▶ [WHAT IS EXPECTED]
Return the exact lines spanning from the line with "box: [479, 87, 518, 135]" through the last line of the entries, boundaries included, and no others.

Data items
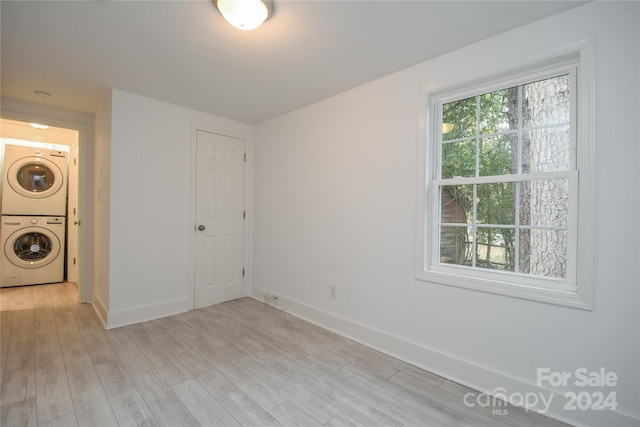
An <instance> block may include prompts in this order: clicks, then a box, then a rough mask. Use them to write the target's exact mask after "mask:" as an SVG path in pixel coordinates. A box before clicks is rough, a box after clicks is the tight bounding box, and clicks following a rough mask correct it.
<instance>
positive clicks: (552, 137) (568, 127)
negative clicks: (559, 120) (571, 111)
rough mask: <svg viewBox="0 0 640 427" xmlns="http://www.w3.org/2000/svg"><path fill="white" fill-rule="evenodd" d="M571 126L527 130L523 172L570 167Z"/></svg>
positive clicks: (560, 170) (545, 171)
mask: <svg viewBox="0 0 640 427" xmlns="http://www.w3.org/2000/svg"><path fill="white" fill-rule="evenodd" d="M569 138H570V135H569V126H560V127H555V128H547V129H534V130H530V131H528V132H525V133H524V135H523V145H522V172H525V173H526V172H557V171H566V170H569V167H570V155H569V154H570V145H571V144H570V139H569Z"/></svg>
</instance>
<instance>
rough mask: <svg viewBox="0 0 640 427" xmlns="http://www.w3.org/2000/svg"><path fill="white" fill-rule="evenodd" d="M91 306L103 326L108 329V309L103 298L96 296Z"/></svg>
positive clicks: (92, 301) (91, 301)
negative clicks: (100, 298) (107, 326)
mask: <svg viewBox="0 0 640 427" xmlns="http://www.w3.org/2000/svg"><path fill="white" fill-rule="evenodd" d="M91 307H92V308H93V312H94V313H96V316H98V320H100V323H102V327H103V328H105V329H107V310H106V308H105V307H104V304H103V303H102V300H100V298H97V297H95V296H94V298H93V301H91Z"/></svg>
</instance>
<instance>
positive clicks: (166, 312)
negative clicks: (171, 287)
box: [98, 298, 193, 329]
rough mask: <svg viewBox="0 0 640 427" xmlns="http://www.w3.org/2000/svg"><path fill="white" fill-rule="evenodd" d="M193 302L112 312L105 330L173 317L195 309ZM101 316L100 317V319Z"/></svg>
mask: <svg viewBox="0 0 640 427" xmlns="http://www.w3.org/2000/svg"><path fill="white" fill-rule="evenodd" d="M191 303H192V302H191V300H189V299H188V298H180V299H176V300H171V301H165V302H163V303H160V304H154V305H145V306H138V307H133V308H129V309H126V310H118V311H110V312H108V313H106V322H105V328H106V329H112V328H119V327H120V326H127V325H133V324H134V323H140V322H146V321H147V320H153V319H158V318H160V317H167V316H172V315H174V314H179V313H184V312H186V311H189V310H191V309H193V307H192V306H191ZM99 316H100V315H98V317H99Z"/></svg>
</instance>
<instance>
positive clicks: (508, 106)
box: [479, 87, 518, 135]
mask: <svg viewBox="0 0 640 427" xmlns="http://www.w3.org/2000/svg"><path fill="white" fill-rule="evenodd" d="M479 101H480V114H479V116H480V123H479V124H480V134H481V135H486V134H490V133H496V132H506V131H509V130H516V129H518V111H517V110H518V88H517V87H515V88H510V89H503V90H498V91H495V92H491V93H485V94H484V95H481V96H480V97H479Z"/></svg>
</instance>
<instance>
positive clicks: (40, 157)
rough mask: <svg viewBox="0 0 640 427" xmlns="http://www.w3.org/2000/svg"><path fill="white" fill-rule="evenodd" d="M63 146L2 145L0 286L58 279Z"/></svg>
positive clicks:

▶ [SOLUTION TO THIS PROBLEM]
box: [479, 87, 518, 135]
mask: <svg viewBox="0 0 640 427" xmlns="http://www.w3.org/2000/svg"><path fill="white" fill-rule="evenodd" d="M479 101H480V114H479V116H480V123H479V124H480V134H481V135H486V134H490V133H496V132H506V131H509V130H516V129H518V111H517V110H518V88H517V87H515V88H510V89H503V90H498V91H495V92H491V93H485V94H484V95H481V96H480V97H479Z"/></svg>
</instance>
<instance>
positive clicks: (40, 157)
rough mask: <svg viewBox="0 0 640 427" xmlns="http://www.w3.org/2000/svg"><path fill="white" fill-rule="evenodd" d="M63 146L2 145L0 286L58 279Z"/></svg>
positive clicks:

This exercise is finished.